■ **Problem**:
Restate the records below exactly. Pictures are not part of the copy.
--- Input ---
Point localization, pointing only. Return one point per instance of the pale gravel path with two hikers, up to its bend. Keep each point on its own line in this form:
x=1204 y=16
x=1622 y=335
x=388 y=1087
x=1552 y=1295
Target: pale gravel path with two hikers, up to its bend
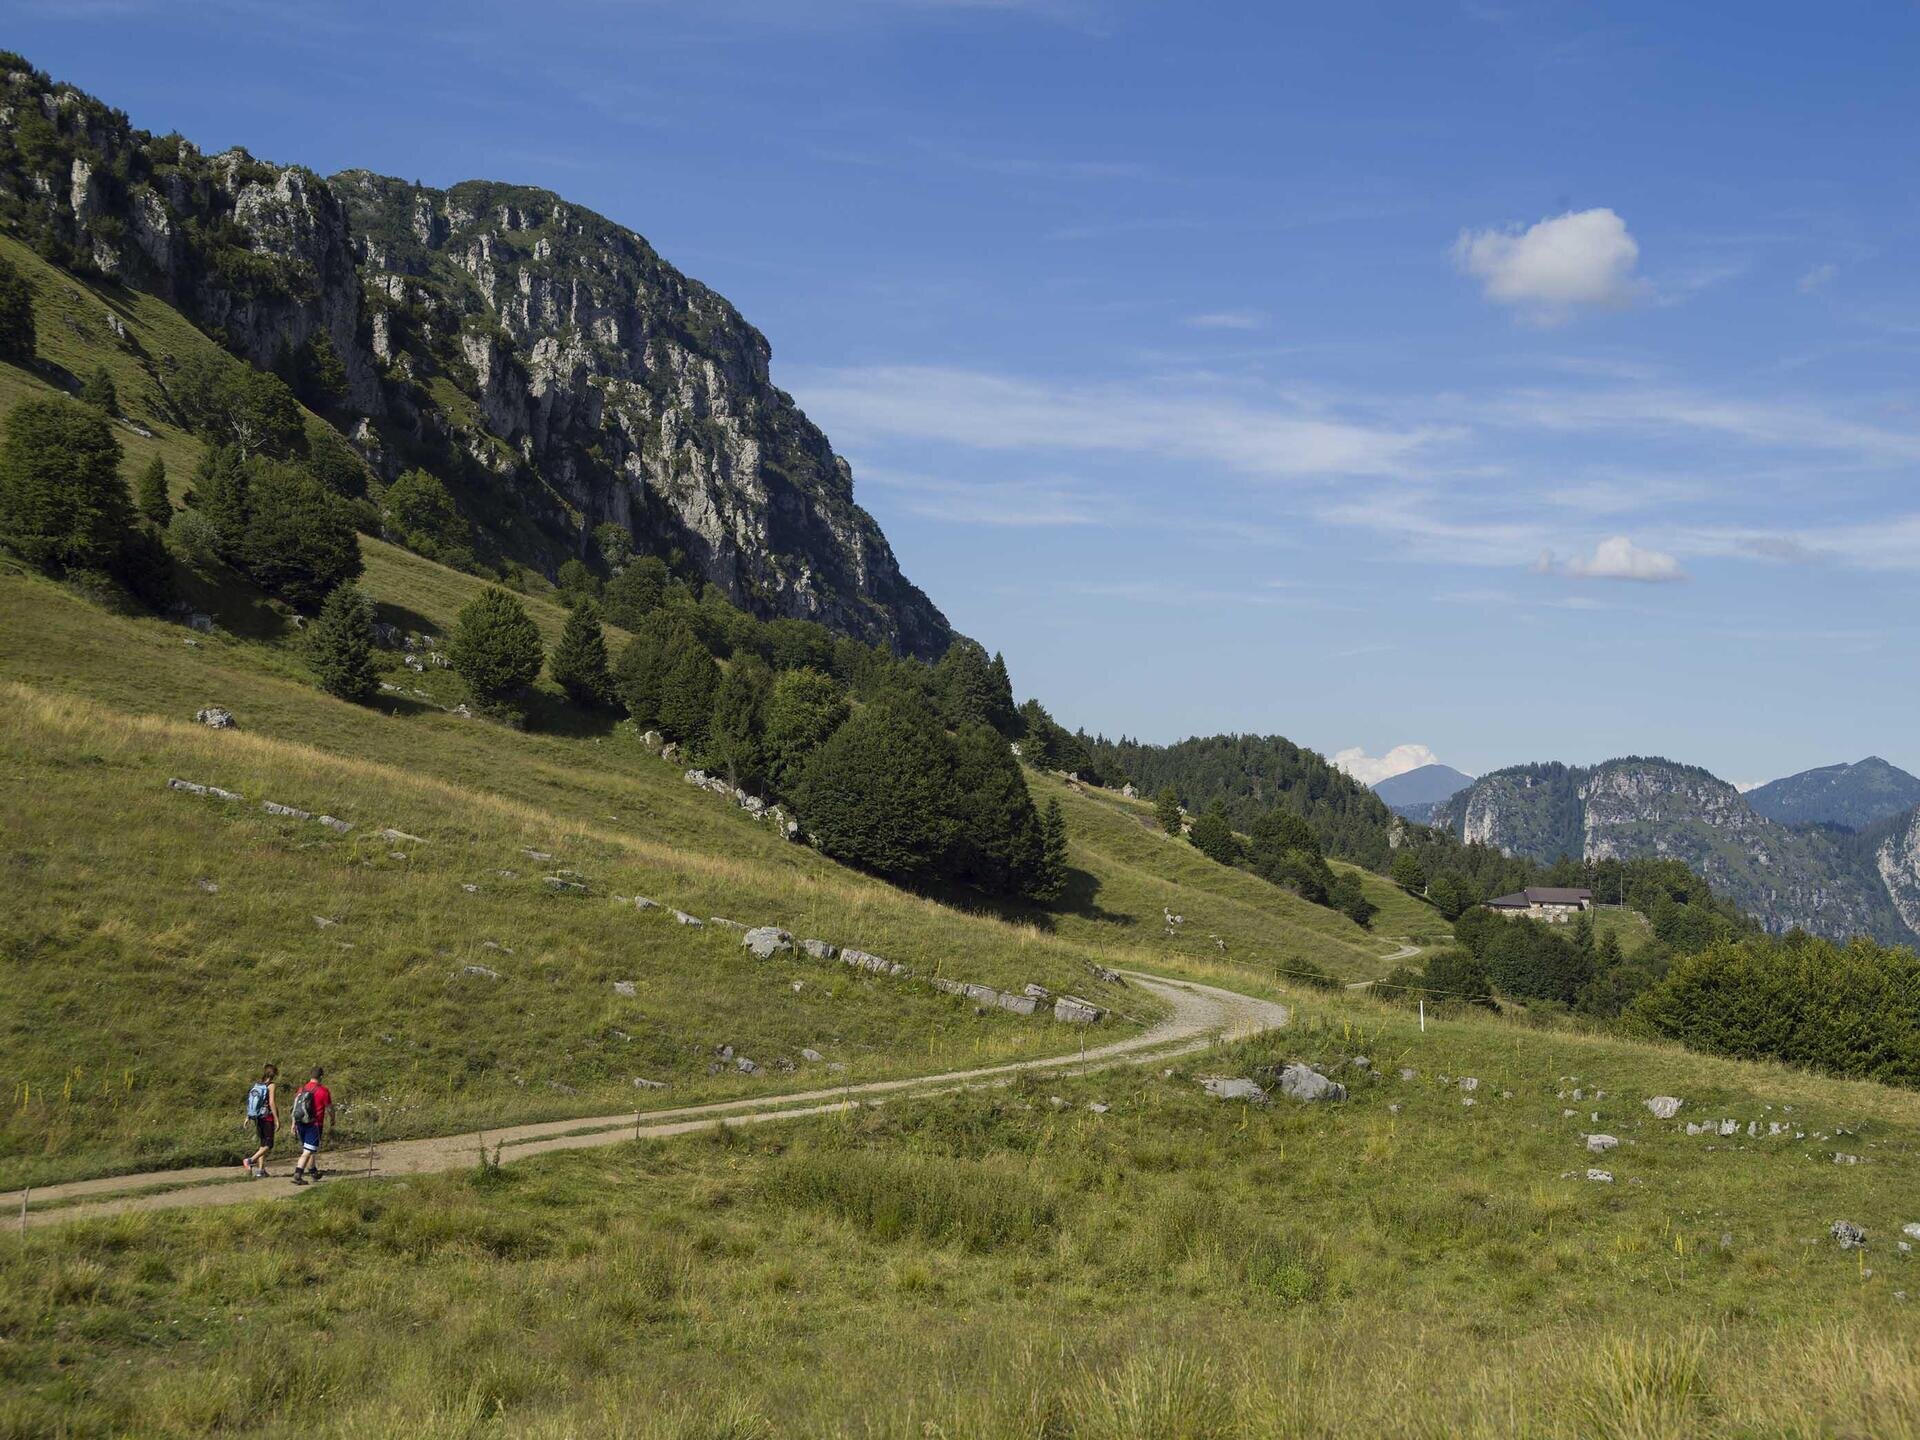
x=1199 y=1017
---
■ **Task answer**:
Point localization, pointing only. Return one point per instance of the pale gravel path with two hikers, up to its bend. Keep each point on its own line in this form:
x=1204 y=16
x=1622 y=335
x=388 y=1087
x=1552 y=1295
Target: pale gravel path with two hikers, up to its bend
x=1199 y=1017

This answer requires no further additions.